=== GIVEN EXERCISE ===
Reproduce every one of the following records word for word, preserving each line as it appears.

=== DATASET ROWS ===
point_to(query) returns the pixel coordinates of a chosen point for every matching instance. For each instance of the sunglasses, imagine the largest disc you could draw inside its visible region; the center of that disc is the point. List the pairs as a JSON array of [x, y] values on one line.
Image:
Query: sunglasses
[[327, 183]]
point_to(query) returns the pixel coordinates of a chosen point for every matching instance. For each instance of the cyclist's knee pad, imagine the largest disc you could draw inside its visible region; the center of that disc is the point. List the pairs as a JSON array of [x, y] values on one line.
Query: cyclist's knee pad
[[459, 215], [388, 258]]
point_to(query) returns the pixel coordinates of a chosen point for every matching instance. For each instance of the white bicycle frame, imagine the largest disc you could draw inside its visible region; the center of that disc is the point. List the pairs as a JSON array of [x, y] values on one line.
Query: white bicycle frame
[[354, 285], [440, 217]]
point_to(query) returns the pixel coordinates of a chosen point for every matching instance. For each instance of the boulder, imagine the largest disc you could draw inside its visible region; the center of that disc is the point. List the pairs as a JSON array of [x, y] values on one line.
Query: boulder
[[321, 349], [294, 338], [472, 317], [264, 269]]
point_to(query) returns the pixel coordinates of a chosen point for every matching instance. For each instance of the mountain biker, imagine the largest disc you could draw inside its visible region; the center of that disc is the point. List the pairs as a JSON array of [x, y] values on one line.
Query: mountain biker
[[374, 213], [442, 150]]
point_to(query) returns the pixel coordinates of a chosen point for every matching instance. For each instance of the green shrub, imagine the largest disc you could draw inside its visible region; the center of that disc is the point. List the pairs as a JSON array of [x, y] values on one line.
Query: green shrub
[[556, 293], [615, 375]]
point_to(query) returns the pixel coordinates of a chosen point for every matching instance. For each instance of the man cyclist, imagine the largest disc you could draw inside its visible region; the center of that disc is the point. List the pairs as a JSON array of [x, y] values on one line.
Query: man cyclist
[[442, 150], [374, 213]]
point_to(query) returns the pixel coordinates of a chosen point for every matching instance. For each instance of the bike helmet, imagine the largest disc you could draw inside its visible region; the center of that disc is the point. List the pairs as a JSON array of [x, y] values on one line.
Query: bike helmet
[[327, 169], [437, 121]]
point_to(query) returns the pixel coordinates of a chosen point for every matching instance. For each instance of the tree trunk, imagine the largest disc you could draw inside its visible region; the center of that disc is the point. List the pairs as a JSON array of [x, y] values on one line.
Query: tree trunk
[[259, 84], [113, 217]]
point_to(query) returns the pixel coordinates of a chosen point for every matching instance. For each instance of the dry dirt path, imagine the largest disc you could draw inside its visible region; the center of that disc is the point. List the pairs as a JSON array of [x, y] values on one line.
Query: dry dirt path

=== THE COMPLETED TASK ===
point_to(query) returns the pixel coordinates of a chosen point for every matching instance. For each instance of the sunglasses, imagine the largest disc you could draw inside its visible region; the center of that disc is the point. List the pairs as a JSON array of [x, y] values on one line.
Image:
Query: sunglasses
[[327, 183]]
point_to(query) returns the pixel coordinates of a chosen point for every matching instance. For each instance of the cyclist's knee pad, imagine the largest disc you could draw inside its visible region; the center of that disc is the point. List the pairs as a JSON array of [x, y] values on one line.
Query: cyclist's knee pad
[[459, 215], [388, 258]]
point_to(query) returns the pixel coordinates of a chosen point for every matching instance. For each instance of the white bicycle frame, imagine the largest disc you could draw inside its visible region; the center of that disc is the point. List the pairs as a JSON array of [x, y] values on one line.
Query: white bicycle frame
[[354, 285], [440, 217]]
point_to(query) returns the pixel coordinates of a chosen point for every matching instance. For each instance of the boulder, imagine the largest disc you could draw inside its visible region; the center of that disc is the point. List the pairs as a JSON array of [x, y] values on one line.
Query: boulder
[[321, 349], [294, 338], [472, 317], [264, 269]]
point_to(query) returns the pixel coordinates of a chosen point for every matching instance. For each instance of the mountain biker, imagine the largest disc you could draw inside its visible region; the center of that disc is the point. List the pairs as a JSON array of [x, y] values on one line.
Query: mountain biker
[[374, 213], [442, 150]]
point_to(query) returns the pixel coordinates of a chosen point for every matching instance. For each instance of the green shrub, imagine the largest disc you could draw inside its visible region; the center of that disc is the point. List the pairs as a JSON array of [x, y] values on one line.
Query: green shrub
[[556, 293], [615, 375]]
point_to(query) returns the pixel coordinates of a chosen point for every matching instance. For each instance of the man cyclist, imagine the largest disc you could draw inside its visible region; the center of that disc is the point. List the pairs as a JSON array of [x, y] values on one line.
Query: man cyclist
[[442, 150], [374, 213]]
point_to(query) returns the pixel coordinates of a chosen point for every matching instance. For each instance of the bike helmet, imagine the largest disc you could draw inside its visible region; the center of that disc is the point. List the pairs as a JSON array of [x, y] values on one line.
Query: bike helmet
[[327, 169], [437, 121]]
point_to(query) returns the pixel coordinates of a chosen point for every matching instance. For each instance of the tree trunk, imagine the largest disc you could draw inside its visible region; the center of that disc is the point. List the pairs as a JSON array of [x, y] values on one line.
Query: tree trunk
[[259, 84], [113, 217]]
point_to(query) returns the pixel coordinates of a chosen point for every matching instance. For each instance of the dry dirt path, imagine the largest disc you could draw inside its visible region; the center of that disc is the point. List the pairs as a JSON array of [x, y] values on one line.
Query: dry dirt path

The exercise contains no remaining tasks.